→ Data extracted from a collection:
****************************************

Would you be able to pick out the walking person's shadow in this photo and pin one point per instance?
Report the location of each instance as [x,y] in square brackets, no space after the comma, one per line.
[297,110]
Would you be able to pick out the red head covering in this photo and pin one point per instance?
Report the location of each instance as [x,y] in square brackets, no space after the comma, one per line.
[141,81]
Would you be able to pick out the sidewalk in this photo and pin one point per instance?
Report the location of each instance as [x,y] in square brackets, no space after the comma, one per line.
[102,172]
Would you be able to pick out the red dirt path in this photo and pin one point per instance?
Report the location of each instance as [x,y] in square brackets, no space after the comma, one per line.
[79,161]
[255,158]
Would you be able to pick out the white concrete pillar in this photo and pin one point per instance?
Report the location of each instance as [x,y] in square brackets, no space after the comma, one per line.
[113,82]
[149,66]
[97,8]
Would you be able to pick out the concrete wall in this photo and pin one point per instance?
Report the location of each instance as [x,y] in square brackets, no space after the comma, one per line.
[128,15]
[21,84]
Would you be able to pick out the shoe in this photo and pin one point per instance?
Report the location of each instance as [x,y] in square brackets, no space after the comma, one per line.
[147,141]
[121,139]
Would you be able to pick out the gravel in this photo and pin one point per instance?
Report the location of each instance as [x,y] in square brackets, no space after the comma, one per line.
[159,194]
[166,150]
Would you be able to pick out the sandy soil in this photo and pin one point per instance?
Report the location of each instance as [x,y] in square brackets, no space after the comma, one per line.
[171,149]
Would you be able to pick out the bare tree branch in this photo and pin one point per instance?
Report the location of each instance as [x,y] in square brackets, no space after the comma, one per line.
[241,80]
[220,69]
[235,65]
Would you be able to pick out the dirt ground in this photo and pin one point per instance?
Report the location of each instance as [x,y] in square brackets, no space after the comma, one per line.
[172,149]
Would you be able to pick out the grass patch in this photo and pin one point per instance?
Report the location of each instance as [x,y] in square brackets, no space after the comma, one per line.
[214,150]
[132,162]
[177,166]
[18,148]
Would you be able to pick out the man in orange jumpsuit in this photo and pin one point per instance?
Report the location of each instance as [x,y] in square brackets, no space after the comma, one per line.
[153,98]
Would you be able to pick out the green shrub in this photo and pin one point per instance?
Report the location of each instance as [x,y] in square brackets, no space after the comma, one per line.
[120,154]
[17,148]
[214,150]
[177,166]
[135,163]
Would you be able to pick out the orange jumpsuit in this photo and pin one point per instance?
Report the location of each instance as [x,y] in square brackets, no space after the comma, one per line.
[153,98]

****************************************

→ TASK DESCRIPTION:
Could you set down every record exactly as given?

→ FINAL ANSWER:
Would you be able to pick out the walking person's shadow in this photo and pin one point per instance?
Report the location of each instance as [x,y] in square brackets, no space after the comma, one per line.
[297,110]
Would you be able to pick out the red head covering in this photo and pin one point per instance?
Report the location of each instance as [x,y] in square brackets, no space after the comma, one per line.
[141,81]
Would you be able to pick out the sidewalk in this photo and pin one point per instance?
Report the location of each instance as [x,y] in square brackets, no space after the comma, one per line.
[102,172]
Would you be able to pick out the red dirt path in this photo and pin one point per instance?
Report the location of each instance as [x,y] in square brackets, no space after the comma, one per line.
[79,161]
[255,158]
Would you be able to pick out the white concrete pillar in this photo and pin one point per instance?
Report the location of each instance as [x,y] in square brackets, no space after the comma, one per line.
[113,82]
[149,66]
[97,8]
Would you be able to pick out the concrete wall in this photo and pin one point per instance?
Report the location of each instance as [x,y] in square brackets, no space after the comma, one per line.
[128,15]
[21,84]
Would you be able to pick out the shoe in this photo and pin one point per instance?
Report the location of each instance as [x,y] in square brackets, no space after the comma, one per line.
[147,141]
[121,139]
Would you be able to pick out the gravel in this photo and pin one point per instance?
Report the location of each instance as [x,y] in square brackets, no space after the comma, one per line.
[159,194]
[166,150]
Would you be able to pick out the sandy soil in this photo and pin one point per instance?
Report the location of each instance as [x,y] in square brackets, no space after the comma, one per line.
[171,149]
Would you be able to pick out the bare tree branch in this photo and pin one point per instance?
Report the location of each instance as [x,y] in square brackets, no space after the comma, one per line.
[241,80]
[220,69]
[235,65]
Would you be able to pick out the dirt ground in this photo and pin one point per instance?
Report the location of each instance as [x,y] in square brackets, no space after the comma, one per line.
[172,149]
Would you be able to pick out the grass patch in this photo and pin one point per instance?
Report the location of each instance as [x,y] in square brackets, no space after the comma, one per line.
[214,150]
[132,162]
[177,166]
[18,148]
Would you be able to pick out the man in orange jumpsuit in this photo and pin one point per instance?
Report the location of each instance as [x,y] in square brackets, no space after the comma, one per line.
[153,98]
Would you be able to pick out the green shrub in this photo and pin one point per instance?
Report the location of each instance as [x,y] in square brackets, no space after the comma, one per line.
[120,154]
[17,148]
[214,150]
[177,166]
[135,163]
Would you be able to pick out the orange jumpsuit in this photo and pin one point per instance?
Report the location of each instance as [x,y] in square brackets, no space after the comma, one per line.
[153,98]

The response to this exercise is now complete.